Provided passage:
• • •
# 7-mer Word Chains
This notebook makes a graph where nodes represent 7-mer sequences and edges represent a change in sequence (ex: AAA->AAC). 

Here, we are first generating all 7-mer sequences. These sequences are also present in 7-mer dict. 

In [108]:
import itertools
WORD_LIST = '7-mer dict'
WORD_LEN = 7
MAX_ITERS = 100
import pydot 
import networkx as nx
from networkx.drawing.nx_pydot import from_pydot
import pandas as pd
import matplotlib.pyplot as plt

In [3]:
def seq_gen():
    # Generate all 7-character combinations of A, G, T, C
    combinations = [''.join(p) for p in itertools.product('AGTC', repeat=7)]
    print(f"Total number of combinations: {len(combinations)}")
    #write to file
    with open("7-mer dict.txt", 'w') as file :
        for line in combinations:
            file.write(line+"\n")
    print("done")
   
        

In [31]:
seq_gen()

Total number of combinations: 16384
done


## Creating 7-mer Network
This code creates a graph with 7-mer nodes and edges denoting a character relationship (for example, 'AAAAAAA'---'AAAAAAT'). 

In [17]:
# Convert a string to a number
def make_number(word):
    num = 0
    mult = 1
    for w in word:
        num += (ord(w) - ord('A')) * mult
        mult *= 256
    return num

# Convert a number to a string
def make_word(number):
    word = ""
    for i in range(WORD_LEN):
        word += chr((number & 0xFF) + ord('A'))
        number >>= 8
    return word

#makes dictionary of connections
def make_dict():
    # Create a lookup table for 1 letter diffs (fastest)
    print('Creating Diff Lookup Table...')
    pair_lut = set()
    for i in range(WORD_LEN):
        for j in range(32):
            pair_lut.add(j << (i * 8))
    print('Loading Dictionary...')
    all_words = []
    with open(WORD_LIST + '.txt', 'r') as fin:
        for word in fin:
            word = word.strip().upper()
            if len(word) == WORD_LEN:
                all_words.append(make_number(word))
    print('Loaded ' + str(len(all_words)) + ' words.')
    print('Finding All Connections...')
    all_pairs = []
    for i in range(len(all_words)):
        w1 = all_words[i]
        word1 = make_word(w1)
        for j in range(i):
            w2 = all_words[j]
            #p = are_pair_num(w1, w2)
            p = (w1 ^ w2) in pair_lut
            if p:
                all_pairs.append((word1, make_word(w2)))
    print("Found " + str(len(all_pairs)) + " connections.")
    print("Writing file...")
    with open("graph.dot",'w') as fout:
        fout.write('graph words {\n')
        for w in all_words:
            word = make_word(w)
            fout.write('  "' + word + '";\n')
        for w1,w2 in all_pairs:
            fout.write('  "' + w1 + '" -- "' + w2 + '";\n')
        fout.write('}\n')
    print("done")
    return all_words, pair_lut
    
    #returns the number of edges from one node to another
def get_edges(node1, node2, all_words, pair_lut):
    from_word = make_number(node1)
    to_word = make_number(node2)
• • •
Supplied entries:
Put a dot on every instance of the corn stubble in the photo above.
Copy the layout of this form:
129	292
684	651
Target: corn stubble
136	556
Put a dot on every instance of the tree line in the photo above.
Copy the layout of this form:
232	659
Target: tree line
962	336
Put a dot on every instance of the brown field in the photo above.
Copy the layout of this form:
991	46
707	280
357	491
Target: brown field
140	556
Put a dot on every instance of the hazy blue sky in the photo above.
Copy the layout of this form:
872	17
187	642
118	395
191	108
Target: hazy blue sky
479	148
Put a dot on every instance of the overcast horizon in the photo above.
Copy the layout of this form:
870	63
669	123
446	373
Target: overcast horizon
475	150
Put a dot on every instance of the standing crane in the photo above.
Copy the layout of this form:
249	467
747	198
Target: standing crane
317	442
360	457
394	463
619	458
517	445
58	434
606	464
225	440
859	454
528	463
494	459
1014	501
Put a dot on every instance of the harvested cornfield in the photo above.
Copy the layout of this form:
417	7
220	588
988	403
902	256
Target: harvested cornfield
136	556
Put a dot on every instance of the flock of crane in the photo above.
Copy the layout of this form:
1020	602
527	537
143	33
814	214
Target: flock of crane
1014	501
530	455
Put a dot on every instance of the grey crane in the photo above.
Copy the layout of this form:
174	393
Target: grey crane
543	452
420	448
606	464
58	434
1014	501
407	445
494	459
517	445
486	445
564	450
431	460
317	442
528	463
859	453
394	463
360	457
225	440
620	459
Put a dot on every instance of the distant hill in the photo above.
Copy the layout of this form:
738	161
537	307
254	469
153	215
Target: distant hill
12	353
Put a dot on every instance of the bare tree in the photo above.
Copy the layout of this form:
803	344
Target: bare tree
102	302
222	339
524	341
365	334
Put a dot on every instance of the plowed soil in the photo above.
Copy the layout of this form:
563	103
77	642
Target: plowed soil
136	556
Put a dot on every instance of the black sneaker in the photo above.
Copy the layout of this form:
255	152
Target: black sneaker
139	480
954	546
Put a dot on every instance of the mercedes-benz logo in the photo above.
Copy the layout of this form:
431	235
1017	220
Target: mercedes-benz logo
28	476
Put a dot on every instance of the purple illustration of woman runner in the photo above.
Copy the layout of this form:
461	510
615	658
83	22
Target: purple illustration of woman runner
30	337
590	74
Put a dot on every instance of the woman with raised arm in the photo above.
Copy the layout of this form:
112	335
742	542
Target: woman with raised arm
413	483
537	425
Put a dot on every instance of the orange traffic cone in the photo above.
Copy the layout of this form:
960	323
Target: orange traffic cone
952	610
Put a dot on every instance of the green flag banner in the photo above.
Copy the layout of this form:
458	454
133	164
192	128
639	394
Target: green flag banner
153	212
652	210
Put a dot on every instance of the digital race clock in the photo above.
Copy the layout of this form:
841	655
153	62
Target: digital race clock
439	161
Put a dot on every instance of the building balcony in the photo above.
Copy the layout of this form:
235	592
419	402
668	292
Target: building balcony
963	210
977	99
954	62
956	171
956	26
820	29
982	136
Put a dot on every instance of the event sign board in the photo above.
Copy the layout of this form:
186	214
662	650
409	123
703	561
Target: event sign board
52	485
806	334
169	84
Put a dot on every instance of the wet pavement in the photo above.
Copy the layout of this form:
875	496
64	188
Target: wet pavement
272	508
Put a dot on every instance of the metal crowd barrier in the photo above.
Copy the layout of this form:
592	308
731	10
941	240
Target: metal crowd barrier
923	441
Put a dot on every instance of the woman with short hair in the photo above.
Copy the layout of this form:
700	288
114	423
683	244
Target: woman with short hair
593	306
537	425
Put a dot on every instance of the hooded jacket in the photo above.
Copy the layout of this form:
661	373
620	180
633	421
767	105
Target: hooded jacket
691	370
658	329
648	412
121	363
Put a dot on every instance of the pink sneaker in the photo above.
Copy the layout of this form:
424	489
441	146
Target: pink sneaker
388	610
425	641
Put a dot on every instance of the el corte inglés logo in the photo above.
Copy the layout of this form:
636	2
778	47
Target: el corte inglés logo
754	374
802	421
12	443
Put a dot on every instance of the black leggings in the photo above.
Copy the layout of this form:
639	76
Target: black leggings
• • •
Directions:
a – In the 7-mer notebook, what total number of combinations does seq_gen() print?
b – Which functions are defined in the 7-mer notebook? Name each one.
c – Summarize the 7-mer notebook in two sentences.
You can work from the 7-mer notebook alone, without the records.

Solutions in order:
a – 16384

b – seq_gen, make_number, make_word, make_dict, get_edges

c – The notebook builds a graph whose nodes are 7-mer sequences and whose edges join sequences that differ by one character. It first generates all 16384 seven-character combinations of A, G, T and C and writes them to a file, then loads those words, finds the connected pairs with a one-letter-difference lookup table, and writes the graph to graph.dot.